■ DOCUMENT TEXT ■
....

With its end-to-end system of solving the perception challenges, the team has removed the brittle post-processing steps and produced higher-quality output for the planning system, which is also being updated to use more AI. The resulting neural-network-based planners are needed especially in complicated urban planning situations with a higher number of interacting objects on the road. One example he demonstrated was an intersection where a Tesla is turning left while yielding to cars and pedestrians crossing the road.
“We have to do this both safely and smoothly while respecting everyone’s right of way and preferences,” said Elluswamy. “If this was done [traditionally], each configuration would take 10 milliseconds of compute, and there are easily thousands of configurations. This would not be feasible using traditional compute. By using AI, we have packaged all of this into a 50-millisecond compute budget so it can run in real-time.”
Data advantage
Data, the second big piece of the puzzle, is where Elluswamy believes Tesla has a unique advantage because it can tap into its fast-growing fleet to access the exact data needed to address the challenges. However, raw data is not sufficient. For training, labeled data is needed, but the traditional method using human labelers would not be sufficient to train the large, multi-camera video modules.
“We need lots and lots of data to train these networks,” he said. “Hence, we have built a sophisticated auto-labeling pipeline that collects data from the fleet, runs computational algorithms in our data center, and then produces the labels to train these networks.”
He demonstrated this with an impressive 3D reconstruction using various collected clips from cars in the fleet and assembling all of them into a single unified representation of the world around the car.
“You can see all the lanes, the road boundaries, curb, crosswalks, even the text on the road being accurately reconstructed by these algorithms,” he boasted.
On that base reconstruction, Tesla engineers can build various simulations on top of it to produce an infinite variety of data to train for all the corner cases, he says. “We have a capable simulator that can synthesize adverse real weather, lighting conditions, and even the motion of other objects to test all the corner cases that might even be rare in the real world.”
A real-world example of how the team solved a problem using the data approach involved cases of false braking for parked cars on the side of the road. It mined the Tesla fleet for similar use cases.
“We added 14,000 videos to our training set,” said Elluswamy. “Once we trained the networks again with this new data, it now understands that [there] is no driver in this car, it must be parked, so then there is no need to brake. Every time we add data, the performance improves, and then we can do this for every kind of task that we have in our system.”

....

■ DATA LISTING ■
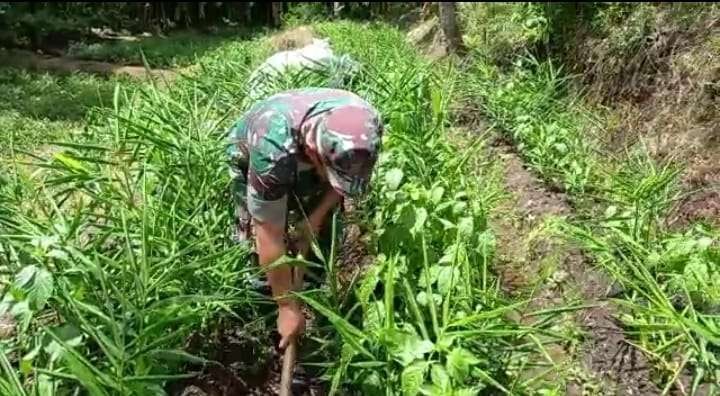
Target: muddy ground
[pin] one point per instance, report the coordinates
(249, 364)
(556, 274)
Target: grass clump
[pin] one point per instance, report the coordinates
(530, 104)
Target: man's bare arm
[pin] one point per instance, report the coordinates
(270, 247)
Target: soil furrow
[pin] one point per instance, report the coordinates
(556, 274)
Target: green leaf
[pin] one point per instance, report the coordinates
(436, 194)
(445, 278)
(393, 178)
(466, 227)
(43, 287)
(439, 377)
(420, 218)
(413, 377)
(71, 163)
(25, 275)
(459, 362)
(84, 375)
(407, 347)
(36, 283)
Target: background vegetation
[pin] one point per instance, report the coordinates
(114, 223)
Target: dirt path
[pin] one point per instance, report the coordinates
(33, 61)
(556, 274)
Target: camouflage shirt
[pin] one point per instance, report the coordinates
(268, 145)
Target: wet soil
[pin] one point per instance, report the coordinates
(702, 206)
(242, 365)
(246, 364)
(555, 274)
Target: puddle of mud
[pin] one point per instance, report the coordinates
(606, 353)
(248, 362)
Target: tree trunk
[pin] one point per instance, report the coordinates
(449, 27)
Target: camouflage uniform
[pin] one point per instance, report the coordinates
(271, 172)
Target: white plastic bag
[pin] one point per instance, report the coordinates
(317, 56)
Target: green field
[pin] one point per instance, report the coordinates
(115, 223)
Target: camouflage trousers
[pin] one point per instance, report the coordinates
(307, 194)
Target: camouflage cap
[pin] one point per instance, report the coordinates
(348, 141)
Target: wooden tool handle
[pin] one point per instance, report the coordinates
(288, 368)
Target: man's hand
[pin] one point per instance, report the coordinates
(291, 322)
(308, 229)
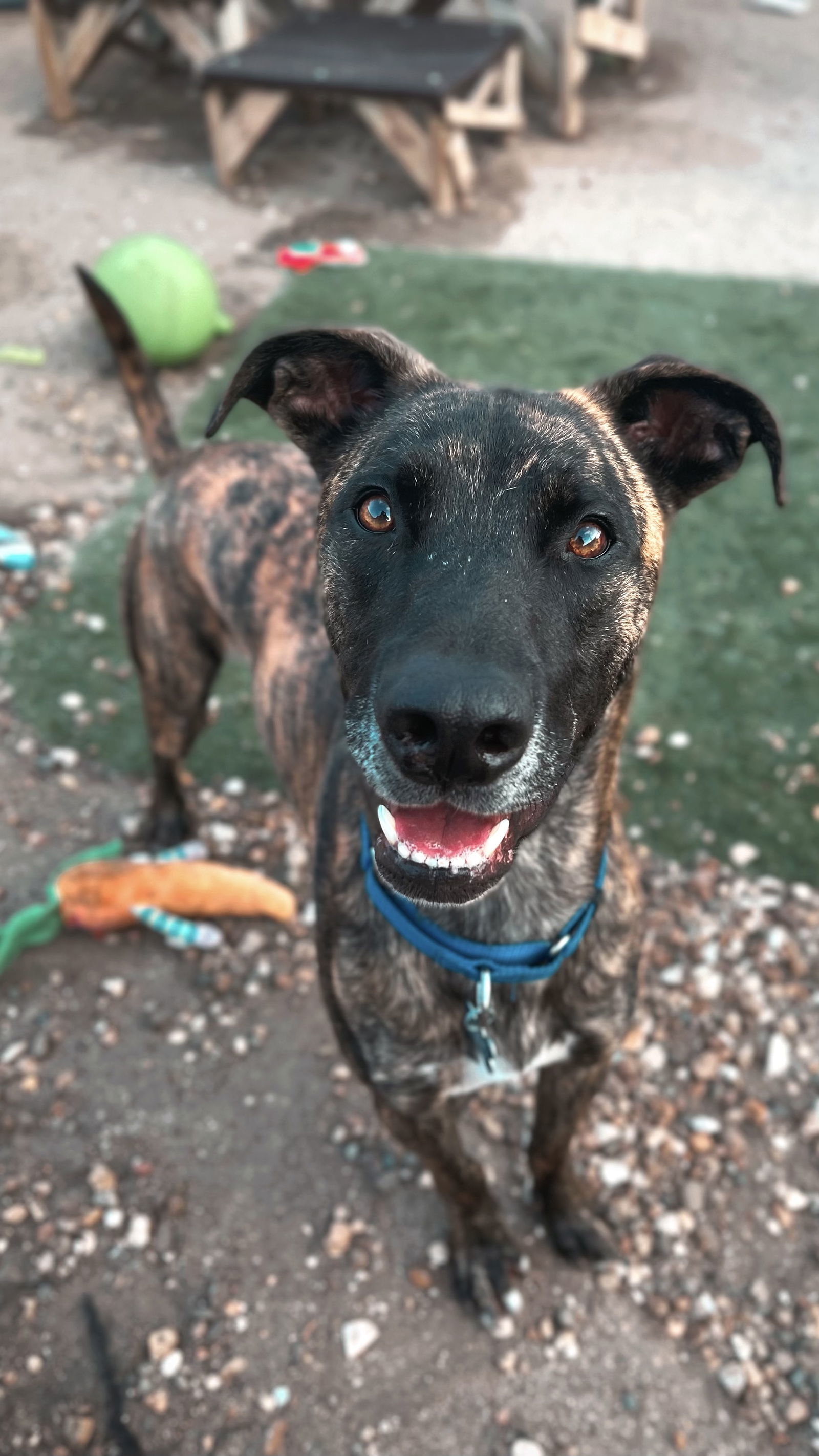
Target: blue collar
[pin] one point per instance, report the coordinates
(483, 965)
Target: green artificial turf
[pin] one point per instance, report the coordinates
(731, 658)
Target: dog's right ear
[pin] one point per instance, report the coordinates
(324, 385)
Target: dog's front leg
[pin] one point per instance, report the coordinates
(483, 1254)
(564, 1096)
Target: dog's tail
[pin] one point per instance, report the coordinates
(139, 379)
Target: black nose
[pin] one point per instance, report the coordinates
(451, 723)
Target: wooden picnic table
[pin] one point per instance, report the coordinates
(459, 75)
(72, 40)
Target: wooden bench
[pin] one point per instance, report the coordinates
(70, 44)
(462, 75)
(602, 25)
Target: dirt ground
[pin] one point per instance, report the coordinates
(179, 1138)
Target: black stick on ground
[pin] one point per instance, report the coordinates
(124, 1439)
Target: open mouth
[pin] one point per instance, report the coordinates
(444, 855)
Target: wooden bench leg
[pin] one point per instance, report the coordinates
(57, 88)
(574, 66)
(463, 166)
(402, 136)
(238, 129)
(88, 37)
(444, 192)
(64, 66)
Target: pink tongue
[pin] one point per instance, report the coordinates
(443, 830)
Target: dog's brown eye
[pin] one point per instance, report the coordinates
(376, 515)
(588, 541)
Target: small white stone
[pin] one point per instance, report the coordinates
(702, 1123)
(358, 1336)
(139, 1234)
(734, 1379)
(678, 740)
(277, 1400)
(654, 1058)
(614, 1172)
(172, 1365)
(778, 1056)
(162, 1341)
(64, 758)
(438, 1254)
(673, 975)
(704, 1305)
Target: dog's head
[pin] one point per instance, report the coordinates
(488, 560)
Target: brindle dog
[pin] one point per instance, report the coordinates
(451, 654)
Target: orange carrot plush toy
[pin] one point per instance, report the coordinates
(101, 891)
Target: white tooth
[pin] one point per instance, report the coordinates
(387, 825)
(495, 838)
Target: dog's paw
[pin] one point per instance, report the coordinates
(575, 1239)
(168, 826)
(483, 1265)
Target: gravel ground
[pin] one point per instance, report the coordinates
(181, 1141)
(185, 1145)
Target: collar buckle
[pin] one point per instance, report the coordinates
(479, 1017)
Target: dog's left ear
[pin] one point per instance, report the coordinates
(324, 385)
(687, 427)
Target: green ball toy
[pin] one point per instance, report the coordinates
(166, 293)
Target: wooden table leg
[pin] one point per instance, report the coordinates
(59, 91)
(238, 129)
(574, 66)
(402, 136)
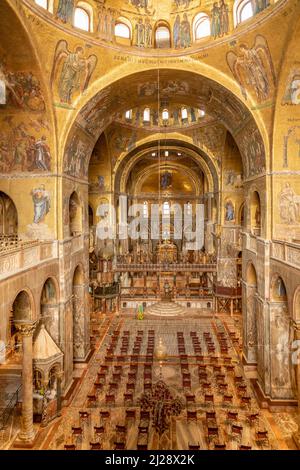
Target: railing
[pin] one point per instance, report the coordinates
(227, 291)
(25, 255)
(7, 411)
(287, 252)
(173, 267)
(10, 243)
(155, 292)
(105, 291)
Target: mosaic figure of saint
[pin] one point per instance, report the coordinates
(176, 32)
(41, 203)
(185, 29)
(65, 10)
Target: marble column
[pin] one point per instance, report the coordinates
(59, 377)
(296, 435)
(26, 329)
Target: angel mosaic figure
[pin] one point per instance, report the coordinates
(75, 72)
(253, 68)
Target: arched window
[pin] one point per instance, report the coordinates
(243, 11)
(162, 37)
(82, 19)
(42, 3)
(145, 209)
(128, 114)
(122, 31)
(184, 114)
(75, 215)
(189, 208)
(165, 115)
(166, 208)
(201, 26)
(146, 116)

....

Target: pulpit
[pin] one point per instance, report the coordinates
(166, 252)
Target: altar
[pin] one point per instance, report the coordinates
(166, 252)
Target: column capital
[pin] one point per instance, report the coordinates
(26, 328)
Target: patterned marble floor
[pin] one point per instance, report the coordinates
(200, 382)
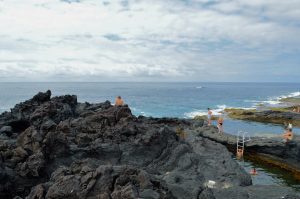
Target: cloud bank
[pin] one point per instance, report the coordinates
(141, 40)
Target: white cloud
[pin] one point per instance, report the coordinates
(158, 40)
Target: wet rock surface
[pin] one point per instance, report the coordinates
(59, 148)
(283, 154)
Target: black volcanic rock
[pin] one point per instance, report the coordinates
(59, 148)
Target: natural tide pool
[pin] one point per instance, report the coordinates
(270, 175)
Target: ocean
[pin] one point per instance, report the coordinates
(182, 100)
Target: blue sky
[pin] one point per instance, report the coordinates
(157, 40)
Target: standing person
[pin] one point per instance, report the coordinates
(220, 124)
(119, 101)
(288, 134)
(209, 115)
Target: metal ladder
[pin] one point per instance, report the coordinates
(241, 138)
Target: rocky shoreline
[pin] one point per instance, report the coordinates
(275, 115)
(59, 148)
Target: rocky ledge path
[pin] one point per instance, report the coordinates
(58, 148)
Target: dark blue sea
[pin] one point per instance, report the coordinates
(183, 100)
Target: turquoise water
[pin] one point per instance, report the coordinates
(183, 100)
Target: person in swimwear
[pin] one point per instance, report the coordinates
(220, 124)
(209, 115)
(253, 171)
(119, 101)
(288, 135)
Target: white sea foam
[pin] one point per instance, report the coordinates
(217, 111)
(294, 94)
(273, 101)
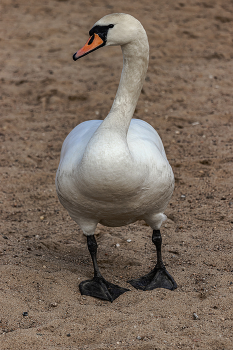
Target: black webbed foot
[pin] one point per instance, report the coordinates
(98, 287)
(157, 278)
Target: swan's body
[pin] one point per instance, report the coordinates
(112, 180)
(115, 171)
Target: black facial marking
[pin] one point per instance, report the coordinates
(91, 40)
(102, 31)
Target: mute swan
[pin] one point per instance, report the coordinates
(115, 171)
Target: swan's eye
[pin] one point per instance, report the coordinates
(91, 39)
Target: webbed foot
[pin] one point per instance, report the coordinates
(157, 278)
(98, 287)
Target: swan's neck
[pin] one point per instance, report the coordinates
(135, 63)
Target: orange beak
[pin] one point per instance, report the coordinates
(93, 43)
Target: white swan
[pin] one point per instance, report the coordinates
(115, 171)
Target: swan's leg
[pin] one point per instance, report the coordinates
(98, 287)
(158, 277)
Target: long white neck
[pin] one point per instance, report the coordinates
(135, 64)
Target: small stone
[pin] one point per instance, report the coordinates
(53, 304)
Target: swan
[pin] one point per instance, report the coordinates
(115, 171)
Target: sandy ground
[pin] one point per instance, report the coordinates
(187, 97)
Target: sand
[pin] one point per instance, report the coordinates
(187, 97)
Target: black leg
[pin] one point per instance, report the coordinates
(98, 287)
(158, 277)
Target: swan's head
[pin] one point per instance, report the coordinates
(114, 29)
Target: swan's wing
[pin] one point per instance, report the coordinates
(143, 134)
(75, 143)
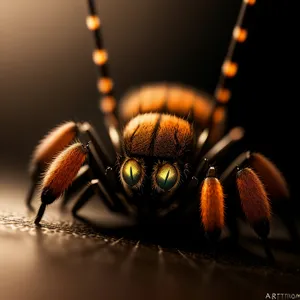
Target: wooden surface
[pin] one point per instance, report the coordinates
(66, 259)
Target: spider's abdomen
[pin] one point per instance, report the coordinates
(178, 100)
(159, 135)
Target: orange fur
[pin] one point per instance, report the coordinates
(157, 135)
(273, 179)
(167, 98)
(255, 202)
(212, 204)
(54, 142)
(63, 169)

....

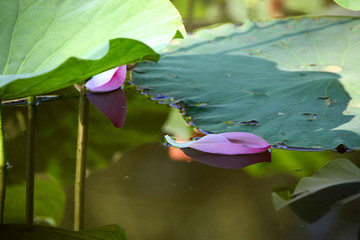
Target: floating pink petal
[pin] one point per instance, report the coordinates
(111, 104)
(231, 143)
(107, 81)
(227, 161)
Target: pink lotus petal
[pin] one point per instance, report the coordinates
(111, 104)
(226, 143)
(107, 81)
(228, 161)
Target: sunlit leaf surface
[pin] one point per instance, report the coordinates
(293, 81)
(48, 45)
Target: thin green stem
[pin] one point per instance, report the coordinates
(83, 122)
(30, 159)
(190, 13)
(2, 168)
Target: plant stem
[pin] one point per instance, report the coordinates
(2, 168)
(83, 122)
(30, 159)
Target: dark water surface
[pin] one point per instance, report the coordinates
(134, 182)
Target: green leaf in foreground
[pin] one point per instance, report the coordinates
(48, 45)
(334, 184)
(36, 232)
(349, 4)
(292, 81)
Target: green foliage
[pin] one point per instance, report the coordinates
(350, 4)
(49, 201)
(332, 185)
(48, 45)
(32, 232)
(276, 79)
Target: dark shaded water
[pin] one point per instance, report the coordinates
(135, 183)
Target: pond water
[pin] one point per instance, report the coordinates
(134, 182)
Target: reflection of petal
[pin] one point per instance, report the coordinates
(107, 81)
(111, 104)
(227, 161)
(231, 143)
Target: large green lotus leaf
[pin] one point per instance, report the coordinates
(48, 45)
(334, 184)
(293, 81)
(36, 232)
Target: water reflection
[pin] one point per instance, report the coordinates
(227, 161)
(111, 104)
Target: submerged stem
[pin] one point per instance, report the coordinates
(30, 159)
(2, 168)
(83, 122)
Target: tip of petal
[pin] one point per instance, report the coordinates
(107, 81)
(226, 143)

....

■ WRITTEN INSTRUCTION A ■
In the article on Tesla's self-driving AI, how many videos were added to the training set to fix false braking for parked cars?
■ WRITTEN INSTRUCTION B ■
Write the next few paragraphs of the article on Tesla's self-driving AI, following on from its final quoted remark.

■ EXERCISE OUTPUT A ■
14,000 videos.

■ EXERCISE OUTPUT B ■
This “data engine” concept is being increasingly used after identifying other challenging cases.
“We mine the fleet for such data, put it through our auto labeling system and produce the labels, add it to the training set, and once you have the newly trained models, we deploy it onto the fleet,” he summarized. “If we rinse and repeat this process, everything gets better and better.”
Big compute requirements
The final critical piece of Tesla’s autonomy efforts is state-of-the-art computational power and speed.
The capability is needed to train the large models in a reasonable amount of time and produce labels automatically. That applies not only to compute in the company’s data centers but also in its cars.
“On the back end, we have a 14,000-GPU cluster, and roughly 30% is used for auto labeling and the remaining 70% is used for training,” said Elluswamy. “We also have 30 petabytes of video cache, and this is growing to 200 petabytes.”
Other impressive numbers include 500,000 videos rotating through cache per day and 400,000 video instantiations per second.
He expects this to significantly increase once Tesla’s Dojo training supercomputer platform comes online.
Preparing for the robotaxi fleet
Looking ahead, company engineers have been focusing on supporting what the Autopilot and AI teams are doing to make the car drive itself and support a future of autonomous Tesla fleets. The related efforts involve “synchronization, permissions management, security, and privacy,” said David Lau, VP of Software Engineering, at Tesla.
“We’ve also been thinking for years about all of the other pieces that we are going to need to manage a network of autonomous vehicles,” he said. “A lot of this has been happening behind the scenes in the form of platform-level functionality that we will leverage later, but you’ve seen some of it surface already in terms of features that our customers and our internal operations teams can benefit from.”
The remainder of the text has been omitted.